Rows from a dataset
━━━━━━━━━━━━━━━━━━━━━━━━━━━━━━

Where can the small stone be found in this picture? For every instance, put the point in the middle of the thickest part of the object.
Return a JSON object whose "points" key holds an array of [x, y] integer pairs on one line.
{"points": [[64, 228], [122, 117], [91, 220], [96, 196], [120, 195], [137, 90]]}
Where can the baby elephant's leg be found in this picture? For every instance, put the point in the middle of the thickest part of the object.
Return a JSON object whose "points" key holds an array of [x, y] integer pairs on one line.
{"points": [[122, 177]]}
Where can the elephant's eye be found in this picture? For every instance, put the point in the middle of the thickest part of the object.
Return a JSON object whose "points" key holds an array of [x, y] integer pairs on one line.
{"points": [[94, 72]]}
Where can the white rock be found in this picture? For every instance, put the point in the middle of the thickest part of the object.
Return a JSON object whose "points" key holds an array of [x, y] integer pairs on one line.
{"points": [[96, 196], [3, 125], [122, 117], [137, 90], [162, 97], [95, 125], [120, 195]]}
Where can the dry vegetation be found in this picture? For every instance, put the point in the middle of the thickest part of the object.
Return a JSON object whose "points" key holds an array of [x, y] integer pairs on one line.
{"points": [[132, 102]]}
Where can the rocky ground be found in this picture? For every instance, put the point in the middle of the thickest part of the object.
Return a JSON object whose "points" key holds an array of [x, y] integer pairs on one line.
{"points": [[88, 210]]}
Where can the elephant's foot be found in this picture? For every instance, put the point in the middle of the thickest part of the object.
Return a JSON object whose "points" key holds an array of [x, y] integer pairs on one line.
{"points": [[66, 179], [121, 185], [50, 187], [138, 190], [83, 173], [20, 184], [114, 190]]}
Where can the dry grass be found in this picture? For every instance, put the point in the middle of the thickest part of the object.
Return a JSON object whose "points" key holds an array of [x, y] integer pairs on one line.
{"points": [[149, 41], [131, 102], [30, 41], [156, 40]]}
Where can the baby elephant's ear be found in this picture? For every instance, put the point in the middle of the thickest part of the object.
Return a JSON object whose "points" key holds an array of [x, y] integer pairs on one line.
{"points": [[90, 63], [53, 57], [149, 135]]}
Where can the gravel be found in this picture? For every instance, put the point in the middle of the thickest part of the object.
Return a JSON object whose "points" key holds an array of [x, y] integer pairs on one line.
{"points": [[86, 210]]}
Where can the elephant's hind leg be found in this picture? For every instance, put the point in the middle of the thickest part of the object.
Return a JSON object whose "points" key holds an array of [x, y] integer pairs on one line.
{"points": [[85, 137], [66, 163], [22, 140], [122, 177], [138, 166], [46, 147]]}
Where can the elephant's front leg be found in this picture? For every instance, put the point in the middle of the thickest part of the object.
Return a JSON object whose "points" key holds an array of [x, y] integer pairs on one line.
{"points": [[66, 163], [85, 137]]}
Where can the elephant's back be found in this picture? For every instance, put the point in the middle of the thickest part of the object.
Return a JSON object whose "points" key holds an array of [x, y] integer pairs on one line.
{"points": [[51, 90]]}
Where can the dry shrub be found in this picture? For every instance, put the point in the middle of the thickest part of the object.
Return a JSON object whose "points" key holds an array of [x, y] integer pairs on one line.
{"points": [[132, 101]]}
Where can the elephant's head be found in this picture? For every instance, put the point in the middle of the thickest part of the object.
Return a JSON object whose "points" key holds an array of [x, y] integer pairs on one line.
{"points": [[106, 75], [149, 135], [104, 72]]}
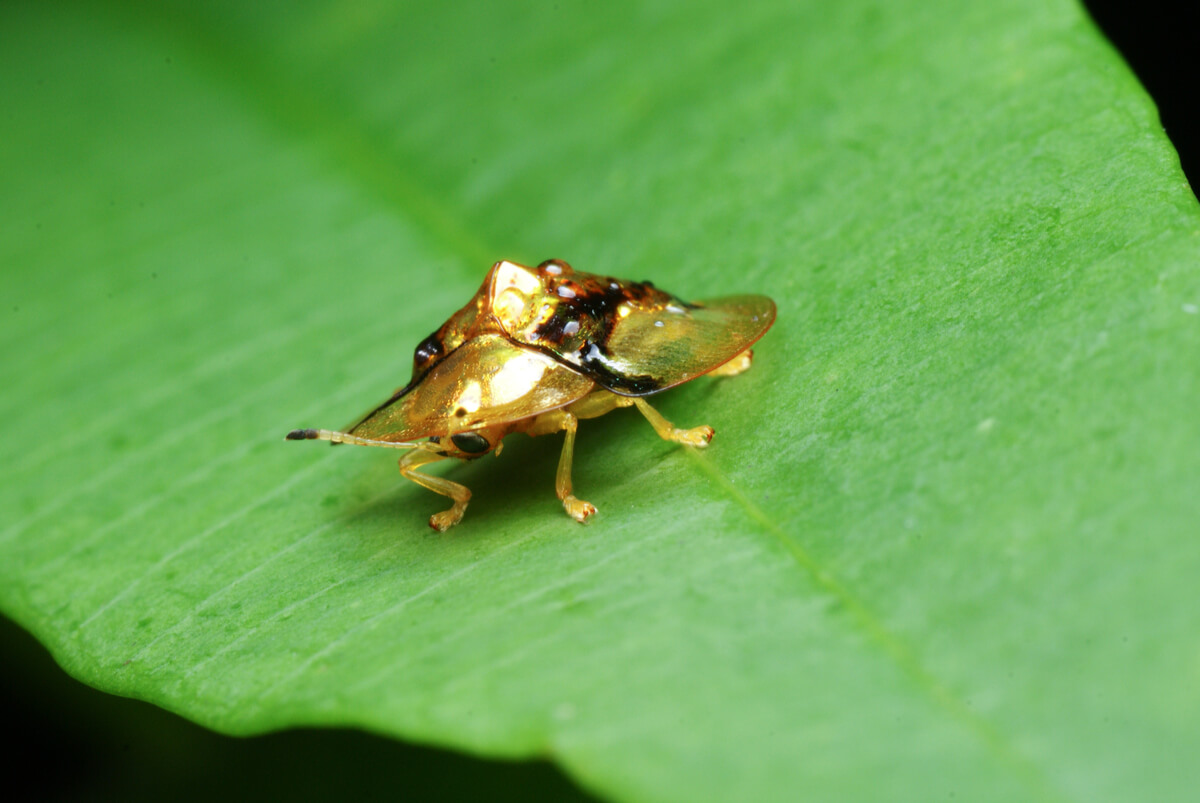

━━━━━━━━━━━━━━━━━━━━━━━━━━━━━━

## Your goal:
Which lines of the records above contain the word "baby"? Extract each one, counting only matches with the same capitalization.

## Task answer:
Where can the baby elephant's leg be found in this picture? For every instance, put the point in the middle of the thickest part of the object.
Where can the baby elephant's ear be found in this picture? For every instance, put the point in the middle of the thickest part of the object.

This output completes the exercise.